## TASK INSTRUCTIONS
[1] Answer these questions about the Chord post:
(a) Who posted it, and on what date?
(b) On which pages of the proceedings does the paper appear?
(c) What single operation does Chord support?
[2] Rewrite the Chord post from "Abstract: A fundamental" to "of Chord nodes.", updating "data item" to "value" at every occurrence.

# START OF SELECTED EXCERPT

Chord: A Scalable Peer-to-Peer Lookup Service for Internet Applications
Posted by dcoetzee on 4th March 2009
Citation: Stoica, I., Morris, R., Karger, D., Kaashoek, M. F., and Balakrishnan, H. Chord: A scalable peer-to-peer lookup service for internet applications. In Proceedings of the 2001 Conference on Applications, Technologies, Architectures, and Protocols For Computer Communications (San Diego, California, United States). SIGCOMM ’01. ACM, New York, NY, 149-160. (PDF).
Abstract: A fundamental problem that confronts peer-to-peer applications is to efficiently locate the node that stores a particular data item. This paper presents Chord, a distributed lookup protocol that addresses this problem. Chord provides support for just one operation: given a key, it maps the key onto a node. Data location can be easily implemented on top of Chord by associating a key with each data item, and storing the key/data item pair at the node to which the key maps. Chord adapts efficiently as nodes join and leave the system, and can answer queries even if the system is continuously changing. Results from theoretical analysis, simulations, and experiments show that Chord is scalable, with communication cost and the state maintained by each node scaling logarithmically with the number of Chord nodes.

# END OF SELECTED EXCERPT
# START OF RAW DATA

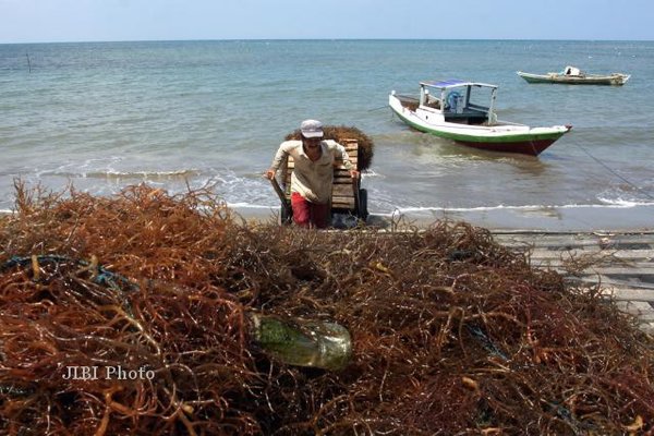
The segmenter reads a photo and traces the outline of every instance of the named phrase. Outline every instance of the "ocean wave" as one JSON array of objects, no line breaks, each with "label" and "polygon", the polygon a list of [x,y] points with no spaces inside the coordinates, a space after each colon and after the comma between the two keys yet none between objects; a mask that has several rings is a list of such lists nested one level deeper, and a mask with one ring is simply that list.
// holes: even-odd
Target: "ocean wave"
[{"label": "ocean wave", "polygon": [[201,175],[202,171],[196,169],[182,169],[171,171],[116,171],[116,170],[95,170],[95,171],[44,171],[39,177],[63,177],[70,179],[183,179],[189,177]]}]

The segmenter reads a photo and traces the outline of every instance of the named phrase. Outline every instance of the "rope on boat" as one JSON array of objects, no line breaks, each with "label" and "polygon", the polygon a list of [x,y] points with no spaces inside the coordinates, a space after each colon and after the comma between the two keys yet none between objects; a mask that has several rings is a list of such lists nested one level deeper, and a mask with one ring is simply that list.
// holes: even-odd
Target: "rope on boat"
[{"label": "rope on boat", "polygon": [[597,164],[600,164],[602,167],[604,167],[608,172],[610,172],[611,174],[614,174],[615,177],[617,177],[618,179],[620,179],[622,182],[627,183],[629,186],[633,187],[635,191],[638,191],[639,193],[643,194],[644,196],[646,196],[650,199],[654,199],[654,195],[651,195],[649,192],[640,189],[639,186],[635,185],[635,183],[631,182],[630,180],[628,180],[627,178],[625,178],[623,175],[621,175],[620,173],[618,173],[616,170],[614,170],[613,168],[610,168],[608,165],[604,164],[602,160],[600,160],[598,158],[596,158],[595,156],[593,156],[591,154],[591,152],[589,152],[585,147],[583,147],[579,141],[573,141],[572,144],[577,145],[579,148],[581,148],[581,150],[583,153],[585,153],[591,159],[593,159],[594,161],[596,161]]}]

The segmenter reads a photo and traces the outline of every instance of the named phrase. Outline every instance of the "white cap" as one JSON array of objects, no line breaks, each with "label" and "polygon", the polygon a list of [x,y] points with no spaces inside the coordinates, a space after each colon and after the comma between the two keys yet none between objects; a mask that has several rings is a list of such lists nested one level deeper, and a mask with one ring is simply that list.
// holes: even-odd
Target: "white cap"
[{"label": "white cap", "polygon": [[317,120],[304,120],[300,124],[304,137],[323,137],[323,123]]}]

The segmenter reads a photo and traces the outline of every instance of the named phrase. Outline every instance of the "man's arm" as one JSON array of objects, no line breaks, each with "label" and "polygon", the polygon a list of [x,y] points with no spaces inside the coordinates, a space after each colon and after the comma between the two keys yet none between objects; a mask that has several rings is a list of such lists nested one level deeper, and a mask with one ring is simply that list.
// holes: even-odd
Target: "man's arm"
[{"label": "man's arm", "polygon": [[289,150],[290,146],[288,146],[287,143],[281,143],[279,148],[277,149],[277,153],[275,154],[275,157],[272,158],[272,164],[270,165],[270,168],[268,168],[268,170],[264,173],[265,178],[270,180],[275,178],[277,170],[281,166],[281,162],[288,158]]}]

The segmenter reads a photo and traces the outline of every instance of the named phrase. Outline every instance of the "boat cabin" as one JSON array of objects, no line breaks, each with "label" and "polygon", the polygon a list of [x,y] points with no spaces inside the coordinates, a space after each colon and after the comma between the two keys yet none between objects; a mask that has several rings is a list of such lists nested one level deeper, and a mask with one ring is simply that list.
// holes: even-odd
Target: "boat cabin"
[{"label": "boat cabin", "polygon": [[441,116],[444,121],[460,124],[491,125],[497,121],[494,111],[497,86],[485,83],[448,80],[421,82],[417,112]]},{"label": "boat cabin", "polygon": [[570,65],[568,65],[564,69],[564,74],[565,75],[573,75],[573,76],[583,75],[583,73],[581,72],[580,69],[578,69],[577,66],[570,66]]}]

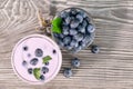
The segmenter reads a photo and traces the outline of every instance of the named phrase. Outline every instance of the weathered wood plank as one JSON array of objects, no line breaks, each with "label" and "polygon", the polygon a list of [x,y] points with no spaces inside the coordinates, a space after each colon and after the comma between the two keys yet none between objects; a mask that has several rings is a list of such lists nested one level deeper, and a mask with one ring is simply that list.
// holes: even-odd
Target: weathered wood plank
[{"label": "weathered wood plank", "polygon": [[[39,27],[38,9],[48,18],[69,7],[83,8],[92,14],[96,26],[94,43],[101,47],[100,53],[92,55],[90,48],[74,56],[62,50],[62,69],[53,81],[42,86],[21,81],[11,67],[13,46],[28,34],[39,33],[34,30]],[[0,89],[132,89],[132,0],[0,0]],[[81,59],[81,67],[66,79],[63,67],[70,67],[73,57]]]}]

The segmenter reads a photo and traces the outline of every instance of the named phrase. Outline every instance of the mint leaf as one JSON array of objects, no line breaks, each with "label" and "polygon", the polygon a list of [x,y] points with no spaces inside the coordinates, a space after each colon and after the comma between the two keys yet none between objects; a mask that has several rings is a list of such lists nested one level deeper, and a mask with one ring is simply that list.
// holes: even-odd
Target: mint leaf
[{"label": "mint leaf", "polygon": [[40,68],[34,68],[34,69],[33,69],[33,75],[34,75],[34,77],[39,80],[39,79],[40,79],[40,76],[41,76]]},{"label": "mint leaf", "polygon": [[47,56],[43,58],[43,63],[47,63],[51,60],[52,58],[50,56]]},{"label": "mint leaf", "polygon": [[62,23],[62,19],[61,18],[53,19],[52,20],[52,31],[57,32],[57,33],[61,33],[62,32],[61,23]]}]

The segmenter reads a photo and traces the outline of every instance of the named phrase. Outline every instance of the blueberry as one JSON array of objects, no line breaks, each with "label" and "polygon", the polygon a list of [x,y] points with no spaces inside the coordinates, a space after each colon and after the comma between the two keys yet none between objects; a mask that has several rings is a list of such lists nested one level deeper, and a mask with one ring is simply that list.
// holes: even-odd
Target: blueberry
[{"label": "blueberry", "polygon": [[62,27],[62,30],[64,31],[64,30],[69,30],[69,27],[68,26],[63,26]]},{"label": "blueberry", "polygon": [[88,21],[83,20],[82,26],[85,28],[88,26]]},{"label": "blueberry", "polygon": [[70,21],[71,21],[71,17],[66,17],[66,18],[64,19],[64,21],[65,21],[66,24],[69,24]]},{"label": "blueberry", "polygon": [[25,46],[25,47],[23,47],[23,50],[24,50],[24,51],[27,51],[27,50],[28,50],[28,47],[27,47],[27,46]]},{"label": "blueberry", "polygon": [[65,26],[62,28],[62,30],[63,30],[63,34],[65,36],[69,34],[69,27]]},{"label": "blueberry", "polygon": [[70,29],[70,34],[71,34],[71,36],[74,36],[74,34],[76,34],[76,33],[78,33],[76,29]]},{"label": "blueberry", "polygon": [[45,78],[44,78],[44,76],[43,75],[41,75],[40,76],[40,80],[44,80]]},{"label": "blueberry", "polygon": [[59,34],[58,34],[58,33],[53,33],[53,36],[54,36],[55,38],[58,38],[58,37],[59,37]]},{"label": "blueberry", "polygon": [[76,19],[80,21],[80,23],[83,21],[83,17],[81,14],[76,14]]},{"label": "blueberry", "polygon": [[49,66],[49,62],[45,62],[44,65],[45,65],[45,66]]},{"label": "blueberry", "polygon": [[86,18],[88,17],[88,13],[86,12],[84,12],[84,11],[79,11],[79,14],[81,14],[83,18]]},{"label": "blueberry", "polygon": [[76,12],[78,12],[78,11],[76,11],[76,9],[75,9],[75,8],[71,8],[71,9],[70,9],[70,13],[71,13],[71,16],[75,16],[75,14],[76,14]]},{"label": "blueberry", "polygon": [[74,36],[74,39],[78,41],[81,41],[83,39],[83,34],[82,33],[78,33]]},{"label": "blueberry", "polygon": [[91,37],[90,36],[85,36],[82,40],[83,43],[89,43],[91,41]]},{"label": "blueberry", "polygon": [[71,68],[64,69],[64,72],[63,72],[64,77],[70,78],[70,77],[72,77],[72,75],[73,75],[73,72],[72,72]]},{"label": "blueberry", "polygon": [[37,58],[33,58],[33,59],[30,60],[30,63],[32,66],[35,66],[38,62],[39,62],[39,60]]},{"label": "blueberry", "polygon": [[37,57],[42,57],[42,56],[43,56],[43,51],[38,48],[38,49],[35,49],[34,55],[35,55]]},{"label": "blueberry", "polygon": [[66,46],[65,48],[66,48],[68,50],[71,50],[71,49],[72,49],[72,47],[71,47],[71,46]]},{"label": "blueberry", "polygon": [[62,33],[59,33],[59,38],[64,38],[64,34],[62,34]]},{"label": "blueberry", "polygon": [[30,53],[28,53],[28,57],[31,57],[31,55],[30,55]]},{"label": "blueberry", "polygon": [[80,50],[82,50],[82,47],[81,47],[81,46],[74,48],[74,49],[73,49],[73,52],[79,52]]},{"label": "blueberry", "polygon": [[57,53],[55,49],[53,49],[53,53]]},{"label": "blueberry", "polygon": [[47,67],[42,67],[42,73],[47,73],[47,72],[49,72],[49,69],[47,68]]},{"label": "blueberry", "polygon": [[91,21],[89,17],[84,18],[84,20],[86,20],[88,23]]},{"label": "blueberry", "polygon": [[22,61],[22,66],[28,66],[28,62],[25,60]]},{"label": "blueberry", "polygon": [[98,46],[92,46],[91,51],[92,51],[92,53],[99,53],[100,48]]},{"label": "blueberry", "polygon": [[86,30],[88,30],[88,32],[94,32],[95,29],[94,29],[94,26],[92,26],[90,23],[90,24],[88,24]]},{"label": "blueberry", "polygon": [[80,42],[79,42],[79,46],[81,46],[82,48],[84,48],[84,47],[86,46],[86,43],[83,42],[83,41],[80,41]]},{"label": "blueberry", "polygon": [[64,47],[64,43],[63,43],[62,39],[59,39],[59,40],[58,40],[58,44],[59,44],[60,47]]},{"label": "blueberry", "polygon": [[74,40],[74,39],[70,42],[70,46],[71,46],[71,47],[75,47],[76,44],[78,44],[78,41]]},{"label": "blueberry", "polygon": [[69,16],[69,13],[66,11],[62,11],[60,14],[61,18],[66,18],[68,16]]},{"label": "blueberry", "polygon": [[80,67],[80,60],[78,58],[72,59],[71,61],[72,67],[78,68]]},{"label": "blueberry", "polygon": [[85,27],[83,27],[82,24],[79,24],[78,30],[82,33],[85,33]]},{"label": "blueberry", "polygon": [[79,20],[78,19],[74,19],[70,22],[71,28],[76,28],[78,26],[79,26]]},{"label": "blueberry", "polygon": [[30,73],[30,75],[31,75],[31,73],[32,73],[32,71],[33,71],[33,69],[32,69],[32,68],[29,68],[29,69],[28,69],[28,73]]},{"label": "blueberry", "polygon": [[63,43],[69,44],[70,42],[71,42],[71,37],[70,36],[64,37]]}]

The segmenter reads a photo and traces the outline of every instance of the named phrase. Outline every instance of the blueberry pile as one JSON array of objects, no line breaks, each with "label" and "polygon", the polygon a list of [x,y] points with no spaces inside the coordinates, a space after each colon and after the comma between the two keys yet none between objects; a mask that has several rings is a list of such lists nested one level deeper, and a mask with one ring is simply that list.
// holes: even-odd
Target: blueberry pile
[{"label": "blueberry pile", "polygon": [[[27,46],[23,47],[22,49],[23,49],[23,51],[28,51],[28,47]],[[57,50],[53,49],[53,51],[51,51],[51,52],[52,53],[57,53]],[[29,57],[31,55],[28,53],[27,56]],[[38,62],[39,62],[39,58],[43,58],[43,50],[40,49],[40,48],[35,49],[34,50],[34,56],[35,56],[35,58],[30,59],[29,62],[27,60],[22,61],[22,66],[24,68],[27,68],[27,71],[28,71],[29,75],[33,75],[33,69],[35,69],[35,68],[29,68],[28,65],[37,66]],[[49,61],[43,62],[43,66],[41,68],[39,68],[40,69],[39,80],[44,80],[45,79],[44,75],[49,72],[49,63],[50,63]]]},{"label": "blueberry pile", "polygon": [[[71,66],[72,66],[73,68],[79,68],[79,67],[80,67],[80,60],[79,60],[78,58],[73,58],[73,59],[71,60]],[[71,69],[71,68],[64,68],[63,76],[64,76],[65,78],[72,77],[72,76],[73,76],[72,69]]]},{"label": "blueberry pile", "polygon": [[71,8],[58,17],[62,19],[62,32],[53,33],[53,37],[61,48],[78,52],[93,41],[95,28],[84,10]]}]

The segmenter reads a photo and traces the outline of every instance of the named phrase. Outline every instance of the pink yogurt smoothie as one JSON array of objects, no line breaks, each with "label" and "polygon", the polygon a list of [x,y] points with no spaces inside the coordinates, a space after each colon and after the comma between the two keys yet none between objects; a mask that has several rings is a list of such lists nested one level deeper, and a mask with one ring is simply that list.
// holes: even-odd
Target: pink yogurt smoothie
[{"label": "pink yogurt smoothie", "polygon": [[[27,47],[27,51],[23,50],[23,47]],[[41,49],[43,51],[42,57],[35,57],[35,49]],[[53,52],[53,50],[55,50]],[[43,63],[43,57],[50,56],[51,60],[49,65]],[[32,66],[30,61],[37,58],[38,63]],[[27,65],[23,66],[22,62],[27,61]],[[14,72],[22,80],[31,85],[41,85],[52,80],[59,72],[62,65],[62,55],[58,44],[47,36],[42,34],[31,34],[21,39],[12,50],[11,62]],[[42,67],[47,67],[49,72],[42,73]],[[29,68],[40,68],[40,73],[43,75],[44,80],[37,79],[32,73],[28,72]]]}]

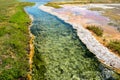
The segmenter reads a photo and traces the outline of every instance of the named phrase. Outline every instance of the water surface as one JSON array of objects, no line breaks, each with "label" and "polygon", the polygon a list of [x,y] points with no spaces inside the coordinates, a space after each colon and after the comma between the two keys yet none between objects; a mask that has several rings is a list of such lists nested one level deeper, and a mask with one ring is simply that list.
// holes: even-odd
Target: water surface
[{"label": "water surface", "polygon": [[34,17],[31,27],[35,35],[33,80],[113,79],[113,71],[97,61],[71,25],[38,9],[46,2],[25,8]]}]

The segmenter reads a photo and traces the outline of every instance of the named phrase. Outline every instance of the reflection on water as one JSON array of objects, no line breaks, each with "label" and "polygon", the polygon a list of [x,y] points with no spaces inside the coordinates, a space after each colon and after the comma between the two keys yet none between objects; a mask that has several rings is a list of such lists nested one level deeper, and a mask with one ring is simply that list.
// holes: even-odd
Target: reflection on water
[{"label": "reflection on water", "polygon": [[34,17],[31,27],[36,36],[33,80],[112,79],[113,72],[87,50],[71,25],[38,9],[44,3],[25,8]]}]

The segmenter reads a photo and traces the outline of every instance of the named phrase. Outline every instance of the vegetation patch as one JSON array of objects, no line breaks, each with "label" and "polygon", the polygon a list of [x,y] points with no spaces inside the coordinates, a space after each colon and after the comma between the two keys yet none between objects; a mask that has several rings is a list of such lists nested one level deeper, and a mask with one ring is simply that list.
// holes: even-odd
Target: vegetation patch
[{"label": "vegetation patch", "polygon": [[108,48],[120,55],[120,40],[112,40],[108,43]]},{"label": "vegetation patch", "polygon": [[31,3],[0,0],[0,80],[25,80],[28,74],[27,5]]},{"label": "vegetation patch", "polygon": [[97,36],[103,35],[103,30],[99,26],[90,25],[90,26],[87,26],[87,29],[94,32]]}]

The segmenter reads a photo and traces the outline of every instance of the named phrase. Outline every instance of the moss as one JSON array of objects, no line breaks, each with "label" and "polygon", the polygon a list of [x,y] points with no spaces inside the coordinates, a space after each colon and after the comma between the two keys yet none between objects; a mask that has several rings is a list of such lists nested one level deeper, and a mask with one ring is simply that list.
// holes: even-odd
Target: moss
[{"label": "moss", "polygon": [[31,22],[24,7],[31,3],[0,0],[0,80],[25,80],[28,73]]}]

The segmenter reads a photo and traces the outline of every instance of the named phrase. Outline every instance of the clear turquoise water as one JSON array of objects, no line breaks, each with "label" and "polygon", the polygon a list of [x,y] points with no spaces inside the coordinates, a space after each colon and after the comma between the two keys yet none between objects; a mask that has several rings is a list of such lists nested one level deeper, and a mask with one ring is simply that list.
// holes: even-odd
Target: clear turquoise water
[{"label": "clear turquoise water", "polygon": [[25,8],[34,17],[33,80],[114,80],[117,75],[97,61],[71,25],[38,9],[44,3]]}]

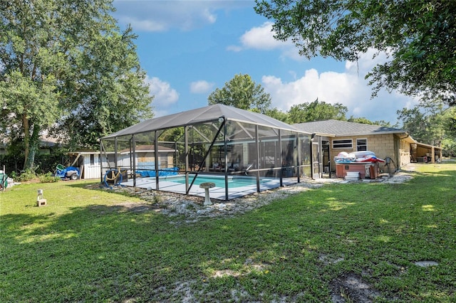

# END OF RAW DATA

## SOLUTIONS BELOW
[1]
(a) dcoetzee, on 4th March 2009.
(b) Pages 149-160.
(c) Given a key, it maps the key onto a node.

[2]
Abstract: A fundamental problem that confronts peer-to-peer applications is to efficiently locate the node that stores a particular value. This paper presents Chord, a distributed lookup protocol that addresses this problem. Chord provides support for just one operation: given a key, it maps the key onto a node. Data location can be easily implemented on top of Chord by associating a key with each value, and storing the key/value pair at the node to which the key maps. Chord adapts efficiently as nodes join and leave the system, and can answer queries even if the system is continuously changing. Results from theoretical analysis, simulations, and experiments show that Chord is scalable, with communication cost and the state maintained by each node scaling logarithmically with the number of Chord nodes.